■ TASK STATEMENT ■
Copy out the entries word for word, beginning with the line that contains "target | cattle" and continuing through the end of the entries, both ends included.

** start RECORDED INFORMATION **

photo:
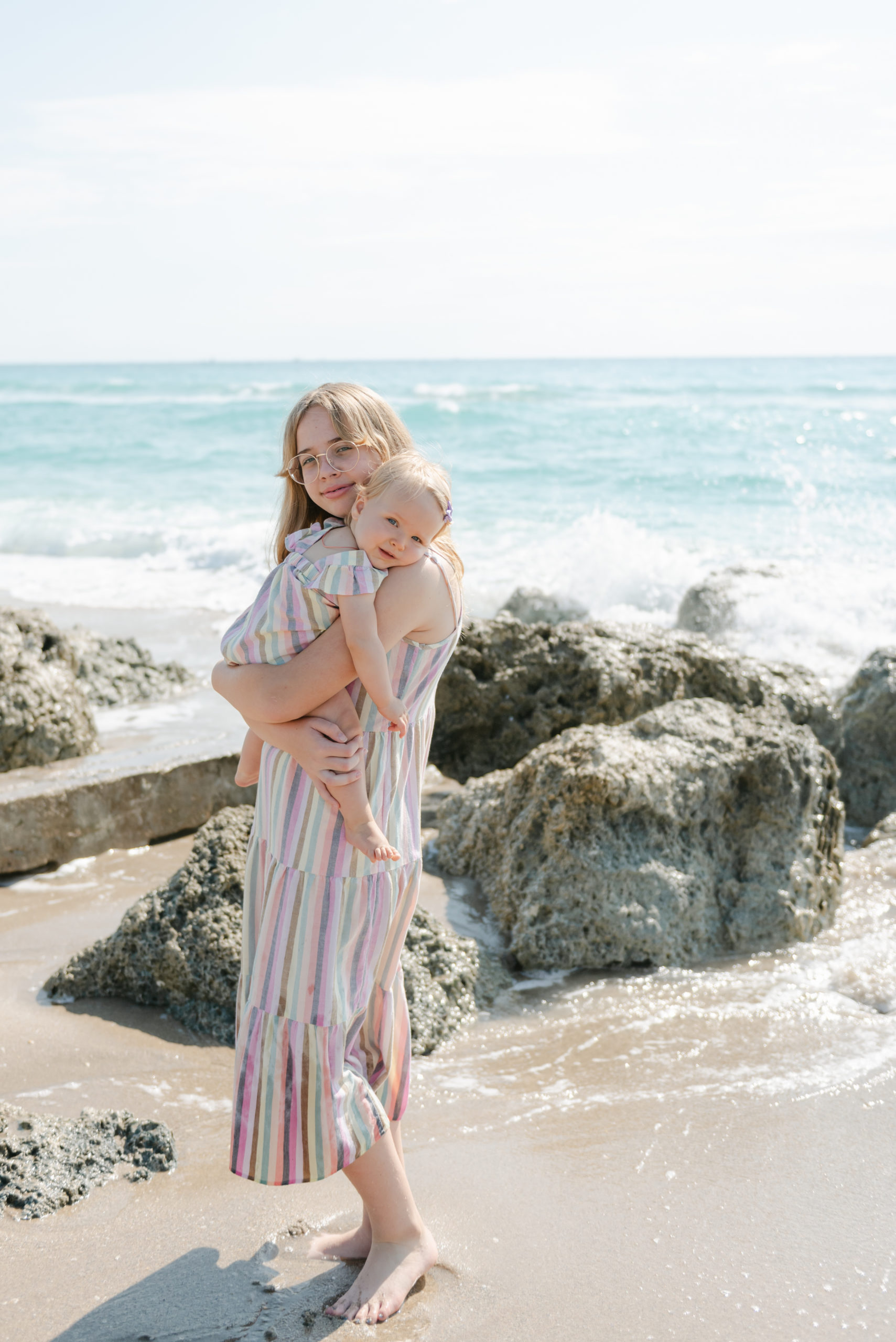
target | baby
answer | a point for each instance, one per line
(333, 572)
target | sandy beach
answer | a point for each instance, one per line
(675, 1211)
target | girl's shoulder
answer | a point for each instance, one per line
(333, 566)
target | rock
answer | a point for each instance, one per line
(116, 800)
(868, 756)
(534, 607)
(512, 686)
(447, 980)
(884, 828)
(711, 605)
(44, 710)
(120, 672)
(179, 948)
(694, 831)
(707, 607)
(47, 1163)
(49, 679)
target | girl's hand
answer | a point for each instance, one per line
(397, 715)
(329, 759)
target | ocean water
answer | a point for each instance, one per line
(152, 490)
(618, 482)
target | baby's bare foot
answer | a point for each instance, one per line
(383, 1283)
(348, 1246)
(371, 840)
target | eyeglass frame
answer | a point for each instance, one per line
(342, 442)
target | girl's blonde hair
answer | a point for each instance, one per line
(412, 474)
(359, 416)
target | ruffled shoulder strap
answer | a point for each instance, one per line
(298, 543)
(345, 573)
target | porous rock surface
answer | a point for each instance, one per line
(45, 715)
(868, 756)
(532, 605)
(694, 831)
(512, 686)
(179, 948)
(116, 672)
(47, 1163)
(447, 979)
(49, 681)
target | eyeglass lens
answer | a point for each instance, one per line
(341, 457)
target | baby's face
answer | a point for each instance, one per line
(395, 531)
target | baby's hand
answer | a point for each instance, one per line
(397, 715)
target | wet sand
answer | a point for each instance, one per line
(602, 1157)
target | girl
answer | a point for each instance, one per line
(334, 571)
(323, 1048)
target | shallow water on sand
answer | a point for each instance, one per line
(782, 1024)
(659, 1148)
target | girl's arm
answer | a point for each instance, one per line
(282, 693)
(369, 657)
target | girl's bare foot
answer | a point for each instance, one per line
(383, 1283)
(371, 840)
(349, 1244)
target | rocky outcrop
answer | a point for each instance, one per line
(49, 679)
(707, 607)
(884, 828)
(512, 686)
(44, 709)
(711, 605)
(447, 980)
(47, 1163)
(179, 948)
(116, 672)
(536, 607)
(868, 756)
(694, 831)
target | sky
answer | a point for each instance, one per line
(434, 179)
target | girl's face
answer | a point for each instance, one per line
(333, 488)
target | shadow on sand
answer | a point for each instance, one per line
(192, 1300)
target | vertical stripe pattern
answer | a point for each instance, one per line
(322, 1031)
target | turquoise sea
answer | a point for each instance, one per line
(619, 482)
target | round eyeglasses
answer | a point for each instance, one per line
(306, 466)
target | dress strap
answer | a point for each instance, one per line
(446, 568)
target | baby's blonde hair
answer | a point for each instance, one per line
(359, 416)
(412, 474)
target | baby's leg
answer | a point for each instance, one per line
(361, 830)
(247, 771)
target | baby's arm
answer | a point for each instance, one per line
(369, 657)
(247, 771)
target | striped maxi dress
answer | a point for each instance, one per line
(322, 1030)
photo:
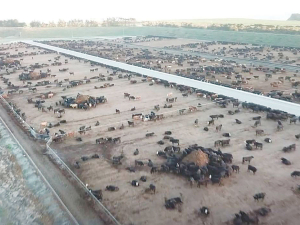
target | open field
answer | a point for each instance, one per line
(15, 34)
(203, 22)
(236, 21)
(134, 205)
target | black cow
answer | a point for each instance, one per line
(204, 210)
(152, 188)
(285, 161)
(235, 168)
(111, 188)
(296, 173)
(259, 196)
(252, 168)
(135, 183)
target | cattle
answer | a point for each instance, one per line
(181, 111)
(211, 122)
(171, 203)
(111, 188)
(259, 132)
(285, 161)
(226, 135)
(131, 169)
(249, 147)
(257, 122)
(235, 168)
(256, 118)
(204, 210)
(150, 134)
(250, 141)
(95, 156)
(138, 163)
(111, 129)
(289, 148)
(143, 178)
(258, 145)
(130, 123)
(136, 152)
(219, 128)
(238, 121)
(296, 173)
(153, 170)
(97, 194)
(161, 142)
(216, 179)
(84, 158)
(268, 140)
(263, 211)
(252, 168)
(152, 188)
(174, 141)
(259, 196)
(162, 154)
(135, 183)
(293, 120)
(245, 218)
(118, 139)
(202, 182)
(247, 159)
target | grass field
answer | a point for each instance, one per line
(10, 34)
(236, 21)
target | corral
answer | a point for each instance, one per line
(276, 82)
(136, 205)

** end RECORDED INFORMATION **

■ RESULT FOR THIS TASK ■
target | cattle
answer | a point for each instance, one per line
(181, 111)
(211, 122)
(171, 203)
(111, 188)
(259, 132)
(285, 161)
(226, 135)
(131, 169)
(249, 147)
(257, 122)
(235, 168)
(256, 118)
(204, 210)
(150, 134)
(250, 141)
(95, 156)
(138, 163)
(111, 129)
(289, 148)
(143, 178)
(258, 145)
(130, 123)
(136, 152)
(219, 128)
(238, 121)
(296, 173)
(153, 170)
(97, 194)
(161, 142)
(216, 179)
(84, 158)
(268, 140)
(263, 211)
(252, 168)
(152, 188)
(174, 141)
(259, 196)
(162, 154)
(135, 183)
(293, 120)
(245, 218)
(118, 139)
(202, 182)
(247, 159)
target | grass field
answer | a point for each instance, one per line
(10, 34)
(236, 21)
target | corral
answer | a point for each instance, one per line
(276, 82)
(136, 205)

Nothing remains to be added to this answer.